- DIRECTIVE
Lay out the entries between the line holding "tag the plaid shirt, one point per instance." and the end of the entries, both included, as a Markdown table with the columns Row and Line. Leave out blank lines.

(Point placement records)
START
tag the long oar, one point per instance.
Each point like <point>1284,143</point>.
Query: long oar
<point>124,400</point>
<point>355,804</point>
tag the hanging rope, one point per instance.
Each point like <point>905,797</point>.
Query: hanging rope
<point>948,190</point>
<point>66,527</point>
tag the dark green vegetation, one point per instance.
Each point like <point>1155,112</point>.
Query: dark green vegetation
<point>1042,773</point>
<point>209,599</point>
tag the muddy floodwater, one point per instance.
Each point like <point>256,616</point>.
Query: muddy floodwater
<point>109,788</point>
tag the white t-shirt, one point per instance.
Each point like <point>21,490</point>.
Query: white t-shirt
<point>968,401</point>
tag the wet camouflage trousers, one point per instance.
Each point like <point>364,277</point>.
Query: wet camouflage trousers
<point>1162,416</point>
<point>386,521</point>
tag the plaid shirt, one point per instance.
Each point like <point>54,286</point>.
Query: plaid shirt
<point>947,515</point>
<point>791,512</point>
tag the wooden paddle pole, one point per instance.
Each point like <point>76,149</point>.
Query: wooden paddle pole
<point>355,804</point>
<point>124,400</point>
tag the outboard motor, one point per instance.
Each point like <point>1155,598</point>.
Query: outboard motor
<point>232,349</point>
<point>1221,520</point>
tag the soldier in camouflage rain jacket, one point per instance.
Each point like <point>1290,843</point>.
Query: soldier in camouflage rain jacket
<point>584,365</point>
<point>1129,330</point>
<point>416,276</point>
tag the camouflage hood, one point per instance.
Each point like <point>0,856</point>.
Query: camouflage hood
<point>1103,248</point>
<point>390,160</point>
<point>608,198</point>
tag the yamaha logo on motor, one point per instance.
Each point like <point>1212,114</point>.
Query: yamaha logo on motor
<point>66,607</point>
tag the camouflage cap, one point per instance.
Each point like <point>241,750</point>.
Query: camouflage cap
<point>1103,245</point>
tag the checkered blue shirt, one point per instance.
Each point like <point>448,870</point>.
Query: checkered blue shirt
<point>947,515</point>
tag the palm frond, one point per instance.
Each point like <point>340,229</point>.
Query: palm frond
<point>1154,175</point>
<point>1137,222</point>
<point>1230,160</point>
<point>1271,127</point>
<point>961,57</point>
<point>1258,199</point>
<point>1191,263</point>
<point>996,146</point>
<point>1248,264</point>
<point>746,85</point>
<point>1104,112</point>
END
- ANSWER
| Row | Line |
|---|---|
| 1 | tag the plaid shirt, one point per instance. |
| 2 | Each point like <point>54,286</point>. |
| 3 | Query: plaid shirt |
| 4 | <point>947,515</point> |
| 5 | <point>791,512</point> |
| 6 | tag the wooden paddle pole, one point per instance. |
| 7 | Each point like <point>76,149</point>. |
| 8 | Query: wooden paddle pole |
| 9 | <point>355,804</point> |
| 10 | <point>124,400</point> |
| 11 | tag the outboard motor, one point per instance. |
| 12 | Each point like <point>1155,598</point>. |
| 13 | Query: outboard motor |
| 14 | <point>232,349</point> |
| 15 | <point>1221,520</point> |
| 16 | tag the soldier in camouflage rain jacket, one point per instance. |
| 17 | Each point like <point>1290,843</point>. |
| 18 | Query: soldier in camouflage rain jacket |
| 19 | <point>584,365</point> |
| 20 | <point>1129,330</point> |
| 21 | <point>416,276</point> |
| 22 | tag the camouflage hood, one point per instance. |
| 23 | Each point like <point>0,856</point>. |
| 24 | Query: camouflage hood |
| 25 | <point>1103,248</point> |
| 26 | <point>390,160</point> |
| 27 | <point>608,198</point> |
| 28 | tag the yamaha logo on motor, one point per instance. |
| 29 | Each point like <point>1212,114</point>. |
| 30 | Query: yamaha logo on motor |
| 31 | <point>66,607</point> |
| 32 | tag the camouflage cap, one point per instance. |
| 33 | Each point like <point>241,750</point>. |
| 34 | Query: camouflage cap |
| 35 | <point>1103,245</point> |
| 36 | tag the checkered blue shirt, one point per instance. |
| 37 | Each point like <point>448,870</point>. |
| 38 | Query: checkered blue shirt |
| 39 | <point>947,515</point> |
| 40 | tag the palm frond, one point per instance. |
| 41 | Each point like <point>340,229</point>. |
| 42 | Query: palm frond |
| 43 | <point>1154,175</point> |
| 44 | <point>1137,222</point> |
| 45 | <point>1230,160</point> |
| 46 | <point>1271,127</point> |
| 47 | <point>961,57</point> |
| 48 | <point>1258,199</point> |
| 49 | <point>1191,263</point> |
| 50 | <point>996,146</point> |
| 51 | <point>1248,264</point> |
| 52 | <point>746,85</point> |
| 53 | <point>1104,112</point> |